##### Source #####

Skip to content
This repository has been archived by the owner on Sep 6, 2024. It is now read-only.

Installation issue w/ release 2022-11-09133750 #26

Open
hugovalente-pm opened this issue Nov 9, 2022 · 31 comments
Open

Installation issue w/ release 2022-11-09133750 #26

hugovalente-pm opened this issue Nov 9, 2022 · 31 comments

Comments

@hugovalente-pm
Copy link

Was trying to install netdata and I guess this is the release used https://github.com/netdata/msi-installer/releases/tag/2022-11-09133750 (based on date/time)

Steps:

  1. I had removed my previous netdata.msi installation but I had the wmi_exporter already installed
  2. Downloaded the netdata.msi mentioned above
  3. Ran it in and Admin PowerShell with msiexec.exe /i C:\Users\hugoj\netdata\netdata.msi TOKEN=<space-token> URL=https://app.netdata.cloud
  4. Saw the PC reboot
  5. Installation tried to resume and was stuck at REGISTERING NETDATA DISTRO WITH WSL2
@hugovalente-pm
Copy link
Author

On the logfile netdata.log I see
image

@dfpr
Copy link
Contributor

dfpr commented Nov 9, 2022

Possibly microsoft/WSL#8714
Please attach WSL logs using these instructions https://github.com/Microsoft/WSL/blob/master/CONTRIBUTING.md#8-detailed-logs

@hugovalente-pm
Copy link
Author

could you share with me your e-mail? not sure these logs are safe to be shared public
my email: [email protected]

@dfpr
Copy link
Contributor

dfpr commented Nov 9, 2022

could you share with me your e-mail? not sure these logs are safe to be shared public my email: [email protected]

Sent you an email.

##### Given records #####

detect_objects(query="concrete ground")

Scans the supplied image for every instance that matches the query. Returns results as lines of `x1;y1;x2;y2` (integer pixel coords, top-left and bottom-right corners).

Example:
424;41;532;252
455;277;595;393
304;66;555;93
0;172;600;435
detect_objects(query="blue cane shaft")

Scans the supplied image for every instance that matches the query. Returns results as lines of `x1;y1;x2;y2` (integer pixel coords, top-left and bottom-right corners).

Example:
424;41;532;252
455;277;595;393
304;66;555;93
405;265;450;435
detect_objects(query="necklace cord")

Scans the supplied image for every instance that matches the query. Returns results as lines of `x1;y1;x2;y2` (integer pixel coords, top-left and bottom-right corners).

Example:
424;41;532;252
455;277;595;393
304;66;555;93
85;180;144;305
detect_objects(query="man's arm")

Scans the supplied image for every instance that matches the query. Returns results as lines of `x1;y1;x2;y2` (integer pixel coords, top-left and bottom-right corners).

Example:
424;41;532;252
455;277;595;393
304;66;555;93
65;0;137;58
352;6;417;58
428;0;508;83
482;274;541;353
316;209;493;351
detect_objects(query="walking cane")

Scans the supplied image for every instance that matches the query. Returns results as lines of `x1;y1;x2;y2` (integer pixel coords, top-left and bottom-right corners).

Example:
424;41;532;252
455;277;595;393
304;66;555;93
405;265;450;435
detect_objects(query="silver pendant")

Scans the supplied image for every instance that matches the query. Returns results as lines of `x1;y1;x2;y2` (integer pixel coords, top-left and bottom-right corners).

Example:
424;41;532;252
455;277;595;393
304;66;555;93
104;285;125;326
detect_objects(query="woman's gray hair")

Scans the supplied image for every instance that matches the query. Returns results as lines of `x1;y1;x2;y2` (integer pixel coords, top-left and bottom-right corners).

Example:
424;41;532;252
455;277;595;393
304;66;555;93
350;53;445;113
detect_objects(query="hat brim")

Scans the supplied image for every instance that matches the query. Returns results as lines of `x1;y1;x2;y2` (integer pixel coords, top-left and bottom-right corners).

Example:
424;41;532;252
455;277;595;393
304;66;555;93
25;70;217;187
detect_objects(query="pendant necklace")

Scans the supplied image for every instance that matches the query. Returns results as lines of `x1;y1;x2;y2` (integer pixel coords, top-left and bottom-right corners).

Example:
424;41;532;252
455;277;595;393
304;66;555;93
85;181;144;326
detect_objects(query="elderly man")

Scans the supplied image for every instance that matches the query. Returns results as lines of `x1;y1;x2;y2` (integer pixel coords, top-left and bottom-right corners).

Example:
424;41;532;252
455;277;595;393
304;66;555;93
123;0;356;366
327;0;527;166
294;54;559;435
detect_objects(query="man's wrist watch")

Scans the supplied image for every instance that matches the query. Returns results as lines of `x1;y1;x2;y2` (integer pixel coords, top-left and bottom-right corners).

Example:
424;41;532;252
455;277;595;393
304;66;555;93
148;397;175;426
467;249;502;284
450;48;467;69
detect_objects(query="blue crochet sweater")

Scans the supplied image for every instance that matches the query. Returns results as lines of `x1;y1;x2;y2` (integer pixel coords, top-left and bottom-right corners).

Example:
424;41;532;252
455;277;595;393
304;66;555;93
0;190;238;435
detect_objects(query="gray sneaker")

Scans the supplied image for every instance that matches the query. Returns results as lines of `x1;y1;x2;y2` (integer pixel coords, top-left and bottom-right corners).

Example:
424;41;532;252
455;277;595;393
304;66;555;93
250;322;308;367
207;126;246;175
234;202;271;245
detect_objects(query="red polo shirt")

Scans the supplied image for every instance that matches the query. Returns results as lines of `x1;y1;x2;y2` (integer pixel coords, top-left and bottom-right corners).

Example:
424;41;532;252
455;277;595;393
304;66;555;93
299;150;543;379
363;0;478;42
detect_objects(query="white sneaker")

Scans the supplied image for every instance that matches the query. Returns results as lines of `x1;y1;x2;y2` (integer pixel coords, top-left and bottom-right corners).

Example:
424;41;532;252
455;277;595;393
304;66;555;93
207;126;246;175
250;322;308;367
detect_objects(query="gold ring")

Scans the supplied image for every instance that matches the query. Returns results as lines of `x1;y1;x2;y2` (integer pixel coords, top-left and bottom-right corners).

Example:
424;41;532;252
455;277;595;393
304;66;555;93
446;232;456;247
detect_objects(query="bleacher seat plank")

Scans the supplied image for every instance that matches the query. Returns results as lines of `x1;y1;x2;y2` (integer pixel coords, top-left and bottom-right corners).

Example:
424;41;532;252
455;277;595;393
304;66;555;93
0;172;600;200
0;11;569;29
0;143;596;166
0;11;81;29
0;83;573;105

#####

■ **Exercise tasks**
A - Answer these questions from the thread about the netdata installation issue:
(i) At what stage was the installation stuck after it tried to resume?
(ii) What was already installed when the previous netdata.msi installation had been removed?
(iii) Which logs did the contributor dfpr ask to have attached?
B - Extend the thread about the netdata installation issue beyond its last comment.

■ **Answer list**
A -
(i) REGISTERING NETDATA DISTRO WITH WSL2
(ii) The wmi_exporter
(iii) WSL logs

B -
@hugovalente-pm
Copy link
Author

some updates here, the main issue identified seemed to be caused by having another image using the port 19999. not sure this is an issue that can be surfaced to the user

after stopping that other image this installation went ahead but node wasn't successfully claimed to Netdata Cloud due to not being able to reach api.netdata.cloud
the solution was to restart the PC and entering the Netdata image running the claiming script netdata-claim.sh -token=<space-token>

nodes was claimed, as it can be seen on the image below, but I'm not being able to get the node connected to Cloud get errors on ACLK
image

image

@hugovalente-pm
Copy link
Author

this seems to be related with default DNS, checking the content of /etc/resolv.conf where nameserver is my IPv4 Address
image

looked to another image that has the following
image

this was gotten from https://askubuntu.com/questions/1403886/how-to-fix-wsl-domain-resolution
@dfpr is this something we need to consider while installing/setting up the image?

@dfpr
Copy link
Contributor

dfpr commented Nov 10, 2022

@hugovalente-pm can you confirm it is just the DNS by pinging an IP address? also, the wsl import now switchs to wsl1 if takes more than 2 minutes. And with the MSI argument WSL=1 that will be used. Both dns and import issues appear to be related directly to WSL and not the installer.

@hugovalente-pm
Copy link
Author

@dfpr it was the DNS I did a troubleshooting with some guys on slack to help identify this, I'll add a summary here

And with the MSI argument WSL=1 that will be used. Both dns and import issues appear to be related directly to WSL and not the installer.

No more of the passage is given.